(Recorded information)
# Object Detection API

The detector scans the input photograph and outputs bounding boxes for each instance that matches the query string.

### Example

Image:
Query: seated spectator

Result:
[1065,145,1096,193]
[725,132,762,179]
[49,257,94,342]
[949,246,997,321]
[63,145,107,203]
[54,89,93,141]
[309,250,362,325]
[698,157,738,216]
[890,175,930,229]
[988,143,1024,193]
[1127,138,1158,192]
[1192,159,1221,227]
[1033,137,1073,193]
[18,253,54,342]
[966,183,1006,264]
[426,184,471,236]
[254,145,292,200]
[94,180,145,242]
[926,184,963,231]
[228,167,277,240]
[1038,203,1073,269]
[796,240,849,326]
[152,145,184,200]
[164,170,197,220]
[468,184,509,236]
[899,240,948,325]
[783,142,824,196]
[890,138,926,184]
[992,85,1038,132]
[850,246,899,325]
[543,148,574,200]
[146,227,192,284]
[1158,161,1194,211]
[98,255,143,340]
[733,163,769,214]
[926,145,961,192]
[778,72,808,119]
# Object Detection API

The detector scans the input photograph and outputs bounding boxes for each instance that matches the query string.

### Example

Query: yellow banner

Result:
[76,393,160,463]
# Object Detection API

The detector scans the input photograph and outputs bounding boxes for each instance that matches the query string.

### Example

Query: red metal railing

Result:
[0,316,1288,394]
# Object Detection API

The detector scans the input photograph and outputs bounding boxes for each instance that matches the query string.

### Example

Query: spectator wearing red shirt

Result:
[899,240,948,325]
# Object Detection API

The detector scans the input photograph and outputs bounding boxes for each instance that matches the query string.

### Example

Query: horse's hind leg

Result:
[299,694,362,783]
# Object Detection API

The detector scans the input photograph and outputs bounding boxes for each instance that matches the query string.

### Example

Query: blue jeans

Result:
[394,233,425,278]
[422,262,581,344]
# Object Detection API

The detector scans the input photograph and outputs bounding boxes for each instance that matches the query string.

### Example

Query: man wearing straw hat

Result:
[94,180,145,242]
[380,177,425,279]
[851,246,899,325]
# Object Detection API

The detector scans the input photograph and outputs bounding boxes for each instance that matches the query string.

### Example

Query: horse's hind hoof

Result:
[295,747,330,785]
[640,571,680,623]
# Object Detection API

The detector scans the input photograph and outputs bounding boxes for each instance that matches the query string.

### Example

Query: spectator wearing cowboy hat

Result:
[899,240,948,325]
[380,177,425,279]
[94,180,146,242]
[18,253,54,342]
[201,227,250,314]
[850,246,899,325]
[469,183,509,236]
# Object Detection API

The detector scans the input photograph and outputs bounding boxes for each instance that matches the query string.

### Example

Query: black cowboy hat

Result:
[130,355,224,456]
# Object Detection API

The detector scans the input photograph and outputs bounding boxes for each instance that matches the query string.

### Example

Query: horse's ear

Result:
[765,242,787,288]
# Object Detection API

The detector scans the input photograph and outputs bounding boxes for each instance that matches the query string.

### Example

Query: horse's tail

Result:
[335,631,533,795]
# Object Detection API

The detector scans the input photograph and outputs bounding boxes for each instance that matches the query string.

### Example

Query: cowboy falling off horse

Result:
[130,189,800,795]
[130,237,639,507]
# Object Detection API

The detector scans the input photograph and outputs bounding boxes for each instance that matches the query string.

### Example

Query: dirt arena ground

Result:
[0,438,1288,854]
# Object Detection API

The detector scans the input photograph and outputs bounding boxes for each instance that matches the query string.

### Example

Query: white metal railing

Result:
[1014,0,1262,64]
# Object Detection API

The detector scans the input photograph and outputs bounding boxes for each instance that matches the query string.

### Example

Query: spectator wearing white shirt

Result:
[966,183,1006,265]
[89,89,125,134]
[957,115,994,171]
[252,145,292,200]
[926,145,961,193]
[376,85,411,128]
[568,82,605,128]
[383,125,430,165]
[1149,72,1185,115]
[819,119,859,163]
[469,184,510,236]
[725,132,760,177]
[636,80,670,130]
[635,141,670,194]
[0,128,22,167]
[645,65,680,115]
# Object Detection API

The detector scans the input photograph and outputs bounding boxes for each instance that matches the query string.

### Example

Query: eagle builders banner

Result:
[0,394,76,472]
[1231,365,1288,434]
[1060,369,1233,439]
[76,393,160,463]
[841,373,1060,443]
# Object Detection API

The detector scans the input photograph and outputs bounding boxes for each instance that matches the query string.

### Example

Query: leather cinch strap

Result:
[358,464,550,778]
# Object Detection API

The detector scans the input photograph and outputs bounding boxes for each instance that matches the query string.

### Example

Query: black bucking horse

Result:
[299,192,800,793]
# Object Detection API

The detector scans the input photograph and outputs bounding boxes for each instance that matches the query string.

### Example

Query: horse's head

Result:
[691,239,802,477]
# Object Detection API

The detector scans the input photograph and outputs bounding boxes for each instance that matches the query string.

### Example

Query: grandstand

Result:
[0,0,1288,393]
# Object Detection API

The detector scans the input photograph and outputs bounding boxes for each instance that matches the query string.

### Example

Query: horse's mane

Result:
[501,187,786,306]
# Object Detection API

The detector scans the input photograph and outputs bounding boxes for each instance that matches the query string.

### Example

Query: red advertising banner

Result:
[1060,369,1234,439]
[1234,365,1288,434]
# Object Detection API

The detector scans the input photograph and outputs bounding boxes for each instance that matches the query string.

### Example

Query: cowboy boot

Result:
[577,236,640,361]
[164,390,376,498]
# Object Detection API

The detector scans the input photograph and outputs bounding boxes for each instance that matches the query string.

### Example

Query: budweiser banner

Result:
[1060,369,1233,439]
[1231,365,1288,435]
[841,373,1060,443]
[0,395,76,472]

(What the task asks)
Please pick out each line in the items above that contains the word "hind" and copy those lines in full.

(Completed exercise)
Query: horse's hind leg
Query: horse's hind hoof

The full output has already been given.